▶ **COMPLETE THE FOLLOWING**
**1.** In the astronomy society newsletter, what magnitude will Venus reach at greatest western elongation on the 8th?
**2.** Pick up the astronomy society newsletter after its final line and keep writing.

Newsletter and website
Please forward any contributions for insertion to the Editor (See link at end.)
Newsletters will be forwarded by email to as many members as possible saving postage and printing. I appreciate that many still prefer a hard copy which will still be available.
The Society website, www.aylesbury-astronomy.org.uk, has undergone a recent make-over and it is hoped this meets members’ approval. The basics of the site are in place and over the coming months additional features will come online including a members' area with a forum. Please visit the site and if you have any comments or suggestions, email the Webmaster.
OBSERVING:
Observing nights on 14th and 28th January. You are welcome to observe any time. Members are entitled to hold a key – apply to Steve Edwards 01296 427098 or steven.l.edwards@ntlworld.com
Please attend the observatory with at least one other person in case of mishap.
FORTHCOMING EVENTS
All at 7.30 pm Scout Hut, Oakfield Road, Aylesbury unless otherwise stated.
Monday 10th Jan: (Note, not the first Monday in January): DVD evening.
Monday 7th Feb: Simon Leach formerly of Marconi Space and Defence on “What goes up should stay up providing it got up there in the first place”.
Monday 7th Mar: or Monday 4th April: Possible visit to OU Observatory as suggested by Prof Nigel Mason.
Friday 8th April: Observing at Winchendon Observatory if not at OU Observatory.
Monday 9th May: AGM.
Monday 6th June Visiting speaker to be confirmed.
WHAT ARE YOU LOOKING AT?
MOON New: 4th Jan; 1st Q: 12th Jan; Full: 19th Dec; Last Q: 26th Jan.
The Moon will be close to:
1st and 30th: Venus.
8th Neptune.
10th Jupiter.
25th Saturn.
Mercury reaches greatest western elongation of 23 degrees on 9th Jan when it will be visible in the eastern sky just before dawn.
Venus reaches greatest western elongation on 8th when it will be a stunning magnitude -4.4 in the morning sky.
Mars is too close to the Sun to be seen this month.
Jupiter is still brilliant at magnitude -2.2 in the evening sky. The South Equatorial Belt is reappearing, so it is worth keeping an eye out for more changes.
Saturn is magnitude +0.7 in the constellation of Virgo in the morning sky. The rings are open at about 10 degrees.
Uranus is still fairly close to Jupiter in the evening sky at about 6th magnitude.
Neptune is getting closer to the Sun and only about 17 degrees above the horizon once the sky gets dark.
ALGOL: This bright variable star fades from its usual magnitude of 2.1 to 3.4 at the following times:
3rd 20:06; 18th 04.07; 21st 01.05; 23rd 22.04; 26th 19.02.
The constellations of Auriga and Perseus are high in the sky at 22.00 in the middle of the month. Binoculars or a small telescope reveals many open star clusters sprinkled around this area of sky. Orion is now high in the south with his sword and the vast nebulous patch M42 and its Trapezium multiple star system nestled within. Monoceros is also has a bright non-Messier nebulae including the Rosette Nebula and Hubble’s Variable Nebula and a multitude of open clusters.

Member Gordon Rogers sent a picture of the M42 Orion Nebula taken on 16" RCOS telescope mounted on a Paramount ME with a Santa Barbara Instrument Group ST10XE camera and a CFW8 Filter wheel with AO7 Adaptive optics unit, this can be seen on the gallery and more pictures available on www.gordonrogers.co.uk
Stuck for a holiday this year? Fancy a trip to Mars?

▶ **Items for segmentation labeling**
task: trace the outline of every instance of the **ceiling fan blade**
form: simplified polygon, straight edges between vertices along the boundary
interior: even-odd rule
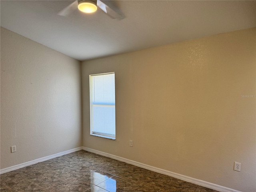
[[[117,8],[114,8],[113,6],[111,8],[100,0],[97,0],[97,6],[112,18],[120,20],[125,17],[123,13]]]
[[[65,7],[58,13],[58,14],[61,16],[68,16],[70,13],[77,9],[77,1],[75,1],[67,7]]]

▶ **RESULTS IN ORDER**
**1.** Magnitude -4.4.

**2.**
Er there is a catch. Nasa is looking whether astronauts could be flown to the red planet, or its moons, with a view to staying there permanently. The multi-billion pound project, called Hundred Year Starship, is being led by Nasa's Ames Research Centre, based in California.
The estimated cost of such a mission to the red planet could be more than £7bn and may be achieved by 2030. The Pentagon has already contributed around £600,000 towards the plan and Nasa has put in another £60,000. But Ames director Pete Worden is hoping for more cash and is trying to attract the world's billionaires to the project.
Among those who have been asked is Google co-founder Larry Page.

Mr Worden said: "We hope to inveigle some billionaires to form a Hundred Year Starship fund.
"The human space programme is now really aimed at settling other worlds. Twenty years ago you had to whisper that in dark bars and get fired.
He added: "Within a few years we will see the first true prototype of a spaceship that will take us between worlds."
Mr Worden said Mr Page had shown interest in the project.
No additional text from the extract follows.